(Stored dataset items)
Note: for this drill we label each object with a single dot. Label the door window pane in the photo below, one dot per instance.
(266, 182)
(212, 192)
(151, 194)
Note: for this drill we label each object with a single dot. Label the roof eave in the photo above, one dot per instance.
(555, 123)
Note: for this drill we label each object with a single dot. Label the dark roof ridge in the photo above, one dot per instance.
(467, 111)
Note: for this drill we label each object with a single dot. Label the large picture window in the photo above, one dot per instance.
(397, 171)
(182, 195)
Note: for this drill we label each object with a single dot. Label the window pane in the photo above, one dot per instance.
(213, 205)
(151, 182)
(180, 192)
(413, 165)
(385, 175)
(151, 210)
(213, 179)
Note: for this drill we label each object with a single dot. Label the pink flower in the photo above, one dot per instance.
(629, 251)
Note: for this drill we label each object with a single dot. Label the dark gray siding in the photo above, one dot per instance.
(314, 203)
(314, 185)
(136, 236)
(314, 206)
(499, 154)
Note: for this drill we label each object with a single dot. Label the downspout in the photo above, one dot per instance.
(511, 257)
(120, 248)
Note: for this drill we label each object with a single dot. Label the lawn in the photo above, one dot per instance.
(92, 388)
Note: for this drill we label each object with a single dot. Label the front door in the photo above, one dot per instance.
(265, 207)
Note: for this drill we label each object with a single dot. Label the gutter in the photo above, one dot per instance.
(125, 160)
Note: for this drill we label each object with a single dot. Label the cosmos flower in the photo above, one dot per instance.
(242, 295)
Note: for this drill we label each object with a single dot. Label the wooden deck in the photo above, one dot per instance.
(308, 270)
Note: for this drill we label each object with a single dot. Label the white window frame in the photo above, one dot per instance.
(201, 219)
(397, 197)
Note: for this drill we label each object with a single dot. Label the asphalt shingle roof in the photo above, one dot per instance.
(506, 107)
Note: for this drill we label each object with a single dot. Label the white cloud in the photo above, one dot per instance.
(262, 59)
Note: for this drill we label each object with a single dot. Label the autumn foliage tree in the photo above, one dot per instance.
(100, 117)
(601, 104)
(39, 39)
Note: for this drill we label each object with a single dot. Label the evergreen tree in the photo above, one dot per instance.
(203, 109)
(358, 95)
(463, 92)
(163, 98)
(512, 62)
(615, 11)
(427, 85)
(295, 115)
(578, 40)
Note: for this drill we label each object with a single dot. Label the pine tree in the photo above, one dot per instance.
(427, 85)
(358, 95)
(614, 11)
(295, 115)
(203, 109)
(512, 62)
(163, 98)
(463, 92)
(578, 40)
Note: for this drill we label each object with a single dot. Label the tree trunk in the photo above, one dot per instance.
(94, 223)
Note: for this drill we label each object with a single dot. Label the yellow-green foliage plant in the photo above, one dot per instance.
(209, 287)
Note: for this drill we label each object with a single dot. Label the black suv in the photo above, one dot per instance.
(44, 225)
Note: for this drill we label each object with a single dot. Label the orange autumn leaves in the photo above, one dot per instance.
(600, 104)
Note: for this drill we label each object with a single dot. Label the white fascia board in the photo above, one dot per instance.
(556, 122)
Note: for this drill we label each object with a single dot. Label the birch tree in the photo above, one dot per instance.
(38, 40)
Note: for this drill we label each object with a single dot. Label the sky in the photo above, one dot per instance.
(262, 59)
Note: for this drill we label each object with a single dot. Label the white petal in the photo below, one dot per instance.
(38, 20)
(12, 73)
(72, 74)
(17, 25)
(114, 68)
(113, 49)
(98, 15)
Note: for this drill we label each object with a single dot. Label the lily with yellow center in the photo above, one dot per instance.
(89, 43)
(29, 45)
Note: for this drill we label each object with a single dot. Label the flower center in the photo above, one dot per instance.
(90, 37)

# To do
Line by line, restate the data exactly.

# Task result
Note: for this drill we label each object with a single dot. Label the door window pane in the photo below, one dot per instance.
(266, 182)
(212, 192)
(151, 194)
Note: for this drill we label each object with a single dot. Label the roof eave in the photo above, one dot per instance.
(555, 123)
Note: for this drill we label each object with a single dot. Label the dark roof ridge in the photo above, one dot per instance.
(467, 111)
Note: for this drill we label each object with a single dot. Label the large picture window in the photo above, one dot per instance.
(397, 171)
(182, 195)
Note: for this drill we label each object with a single dot. Label the window pane in the photo above, one dot per instance.
(213, 205)
(151, 182)
(180, 192)
(413, 165)
(385, 175)
(151, 210)
(213, 179)
Note: for this drill we label each object with a single dot. Label the pink flower in the photo above, one dot per instance.
(629, 251)
Note: for this drill we label each object with a single dot. Label the dark gray siding in the photo above, one dot per instance.
(314, 203)
(314, 185)
(136, 236)
(314, 206)
(499, 154)
Note: for this drill we label each object with a single dot. Label the downspout in the photo above, one dot per instance.
(511, 257)
(120, 248)
Note: for this drill we label each object with a single dot. Label the lawn in the photo above, one dot per instance.
(92, 388)
Note: for this drill we label each object with a single dot. Label the front door in the photo above, one dot per instance.
(265, 207)
Note: for this drill we label each object with a single dot. Label the gutter in the photo above, one dot per instance.
(125, 160)
Note: for this drill we label each object with a single dot. Label the cosmos flower in the photo above, one dot per instance.
(242, 295)
Note: for this drill we label each object with a single dot. Label the wooden deck in the photo above, one dot per instance.
(308, 270)
Note: for this drill we label each object with a single dot. Label the white window frame in the photo above, one dot per instance.
(201, 219)
(397, 197)
Note: for this drill we label each object with a single dot. Label the asphalt shingle roof in the photo above, one dot per instance.
(506, 107)
Note: for this drill we label each object with a single dot. Label the white cloud in the photo above, one dot per instance.
(262, 59)
Note: for this drill we label each object with a single dot. Label the autumn foliage tree in the photo above, one dot per instance.
(100, 117)
(601, 104)
(39, 39)
Note: for this drill we label each object with a single dot. Label the evergreen tree in the photo above, one dot per instance.
(203, 109)
(358, 95)
(463, 92)
(163, 98)
(512, 62)
(615, 11)
(427, 85)
(295, 115)
(578, 40)
Note: for this drill we label each object with a single dot. Label the pine tree in the photo above, one dot per instance.
(427, 85)
(358, 95)
(614, 11)
(295, 115)
(203, 109)
(512, 62)
(163, 98)
(463, 92)
(578, 40)
Note: for this drill we label each object with a single dot. Label the tree trunk in the photo above, one dot per instance.
(94, 223)
Note: for this drill we label each object with a single dot. Label the yellow-green foliage plant in the photo above, one dot per instance.
(209, 287)
Note: for this drill we label each object with a single dot. Label the black suv in the photo above, one dot per instance.
(44, 225)
Note: for this drill we label each object with a single dot. Label the orange autumn leaves in the photo above, one dot per instance.
(600, 104)
Note: for this drill we label each object with a single dot. Label the white fascia board in the photo above, one dot per instance.
(556, 122)
Note: for this drill we label each object with a single dot. Label the birch tree in the photo above, one dot per instance.
(38, 40)
Note: for this drill we label each object with a single dot. Label the sky in the photo above, one dot per instance.
(262, 59)
Note: for this drill we label each object with a single dot. Label the white petal in the photo below, one dot per instance.
(38, 20)
(12, 73)
(72, 74)
(17, 25)
(114, 68)
(113, 49)
(98, 15)
Note: for this drill we label each object with a single dot. Label the lily with yellow center in the photo above, one dot per instance.
(89, 43)
(29, 45)
Note: for this drill we label each object with a single dot. Label the flower center in the photo above, one dot per instance.
(90, 37)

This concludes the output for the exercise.